| Your goal |
Convert the item lines below into a Markdown table with the columns Row and Item line, starting with the line that contains "Question. Point out every instance of the chef's face" and going on through the end of the items. Number each row and leave out blank lines.
-----
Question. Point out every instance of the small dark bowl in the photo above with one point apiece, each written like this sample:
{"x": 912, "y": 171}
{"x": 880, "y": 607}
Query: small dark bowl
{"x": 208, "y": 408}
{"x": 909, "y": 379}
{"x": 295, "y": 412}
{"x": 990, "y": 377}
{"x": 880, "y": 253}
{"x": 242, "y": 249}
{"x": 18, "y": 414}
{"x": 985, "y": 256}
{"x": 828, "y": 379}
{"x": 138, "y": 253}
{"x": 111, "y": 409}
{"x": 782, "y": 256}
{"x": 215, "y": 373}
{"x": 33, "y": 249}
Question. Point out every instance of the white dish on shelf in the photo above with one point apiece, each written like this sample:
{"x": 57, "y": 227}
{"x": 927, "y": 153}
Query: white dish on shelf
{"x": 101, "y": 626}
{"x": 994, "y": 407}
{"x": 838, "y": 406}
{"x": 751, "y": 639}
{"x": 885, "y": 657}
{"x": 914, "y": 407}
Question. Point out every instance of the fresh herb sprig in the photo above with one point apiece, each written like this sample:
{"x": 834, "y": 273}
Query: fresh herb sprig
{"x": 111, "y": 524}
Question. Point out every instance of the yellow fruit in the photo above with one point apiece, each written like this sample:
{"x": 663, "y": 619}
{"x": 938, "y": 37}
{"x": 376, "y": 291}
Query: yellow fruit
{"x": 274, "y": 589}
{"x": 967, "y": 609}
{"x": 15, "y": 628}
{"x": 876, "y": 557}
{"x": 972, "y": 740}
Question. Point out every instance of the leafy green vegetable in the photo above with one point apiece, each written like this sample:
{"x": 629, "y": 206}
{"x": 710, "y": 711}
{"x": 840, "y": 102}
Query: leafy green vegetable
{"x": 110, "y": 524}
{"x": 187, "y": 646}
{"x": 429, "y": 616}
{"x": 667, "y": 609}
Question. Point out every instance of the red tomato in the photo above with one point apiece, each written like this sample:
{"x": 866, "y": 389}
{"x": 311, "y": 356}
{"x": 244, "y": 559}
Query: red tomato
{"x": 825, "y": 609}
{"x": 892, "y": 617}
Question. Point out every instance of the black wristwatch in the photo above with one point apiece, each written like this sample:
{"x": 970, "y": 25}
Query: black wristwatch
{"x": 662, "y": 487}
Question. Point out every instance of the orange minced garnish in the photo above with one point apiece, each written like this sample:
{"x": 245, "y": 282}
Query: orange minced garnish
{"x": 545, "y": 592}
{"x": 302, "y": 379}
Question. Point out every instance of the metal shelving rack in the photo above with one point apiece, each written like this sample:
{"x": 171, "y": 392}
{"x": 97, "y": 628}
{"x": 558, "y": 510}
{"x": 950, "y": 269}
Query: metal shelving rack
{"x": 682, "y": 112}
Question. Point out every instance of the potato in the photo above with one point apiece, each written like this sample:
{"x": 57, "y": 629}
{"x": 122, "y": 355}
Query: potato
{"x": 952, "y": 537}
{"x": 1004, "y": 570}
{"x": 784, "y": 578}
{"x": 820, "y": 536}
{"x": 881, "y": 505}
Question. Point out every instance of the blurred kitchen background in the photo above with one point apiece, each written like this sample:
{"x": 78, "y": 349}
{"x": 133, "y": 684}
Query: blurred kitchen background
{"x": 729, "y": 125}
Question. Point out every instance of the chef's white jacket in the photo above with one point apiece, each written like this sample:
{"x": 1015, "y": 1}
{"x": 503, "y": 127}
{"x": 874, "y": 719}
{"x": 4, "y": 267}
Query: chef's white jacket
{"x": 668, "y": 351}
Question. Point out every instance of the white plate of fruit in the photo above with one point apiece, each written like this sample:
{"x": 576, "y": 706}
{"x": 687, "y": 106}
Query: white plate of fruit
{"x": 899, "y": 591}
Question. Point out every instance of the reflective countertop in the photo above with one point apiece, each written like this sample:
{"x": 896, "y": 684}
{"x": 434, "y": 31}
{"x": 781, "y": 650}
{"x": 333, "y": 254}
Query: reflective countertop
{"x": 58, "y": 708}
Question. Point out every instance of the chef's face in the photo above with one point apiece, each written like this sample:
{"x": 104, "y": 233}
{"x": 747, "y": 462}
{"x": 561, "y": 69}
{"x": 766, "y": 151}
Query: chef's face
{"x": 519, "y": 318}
-----
| Correct result |
| Row | Item line |
|---|---|
| 1 | Question. Point out every instance of the chef's face in the photo above with one point apiece, each written like this sample: |
| 2 | {"x": 104, "y": 233} |
| 3 | {"x": 747, "y": 462} |
| 4 | {"x": 561, "y": 69} |
| 5 | {"x": 766, "y": 151} |
| 6 | Query: chef's face |
| 7 | {"x": 519, "y": 318} |